## Given exercise
Rewrite the rows below, replacing "sample" with "example" wherever it appears and leaving everything else unchanged.

[begin Excerpted data]

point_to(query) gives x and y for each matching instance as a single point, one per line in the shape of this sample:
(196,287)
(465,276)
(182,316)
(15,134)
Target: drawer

[end Excerpted data]

## Solution
point_to(query) gives x and y for each matching instance as a single point, one per line in the shape of this example:
(196,287)
(465,276)
(182,316)
(15,134)
Target: drawer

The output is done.